◆ **DOCUMENT EXTRACT**:
#####

Charles Moore, 62, was arrested Friday morning at the offices of his firm, Crucible Capital Group Inc, in downtown Manhattan, U.S. Attorney Preet Bharara said.

Moore, of East Brunswick, New Jersey, was charged with obstructing a regulatory examination, falsifying books and records, and making false statements.

The first two counts each carry a maximum 20-year prison term. Parallel civil charges were also filed by the U.S. Securities and Exchange Commission.

"Moore attempted to mislead SEC examiners by giving them documents he intentionally falsified in an effort to hide Crucible's severe capital insufficiencies," SEC enforcement chief Andrew Ceresney said in a statement.

The defendant was arraigned before U.S. Magistrate Judge Sarah Netburn in Manhattan, and has been released on $300,000 bail, his lawyer Thomas Tormey said.

"He asserts that he is totally innocent, and will be vindicated on all charges," Tormey said.

#####

Raw records:
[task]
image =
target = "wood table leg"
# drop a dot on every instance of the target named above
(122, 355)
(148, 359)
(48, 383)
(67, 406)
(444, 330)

#####

◆ **GIVEN TASK 1**: From the news report on Charles Moore's arrest, copy the passage between "Moore, of East" and "and Exchange Commission.", inclusive.
◆ **GIVEN TASK 2**: Carry on the news report about Charles Moore's arrest from the point where it stops.

◆ **ANSWER 1**:
Moore, of East Brunswick, New Jersey, was charged with obstructing a regulatory examination, falsifying books and records, and making false statements.

The first two counts each carry a maximum 20-year prison term. Parallel civil charges were also filed by the U.S. Securities and Exchange Commission.

◆ **ANSWER 2**:
According to prosecutors, Crucible held itself out as an investment banking "boutique" that helped small businesses raise money, and shared offices and expenses with Angelic Holdings LLC, an unregistered affiliate that Moore also ran.

Prosecutors said Moore caused Crucible to file false reports with the SEC from February to September 2013 in which it failed to properly account for debts nominally owed by Angelic, but which were a factor in calculating Crucible's net capital.

The SEC said that, when its examiners sought proof of Angelic's liabilities, Moore arranged to provide doctored invoices that eliminated "significant" past due balances.

Authorities also said Moore tried to hide the truth by having employees conduct some of their work through personal email accounts rather than Crucible's.

"The SEC is entitled to the truth when it examines the books and records of institutions as it seeks to protect investors and our markets," Bharara said in a statement.

The cases are U.S. v. Moore, U.S. District Court, Southern District of New York, No. 14-mag-01739; and In re: Crucible Capital Group Inc et al, SEC Administrative Proceeding No. 3-16008. (Reporting by Jonathan Stempel in New York. Editing by Andre Grenon)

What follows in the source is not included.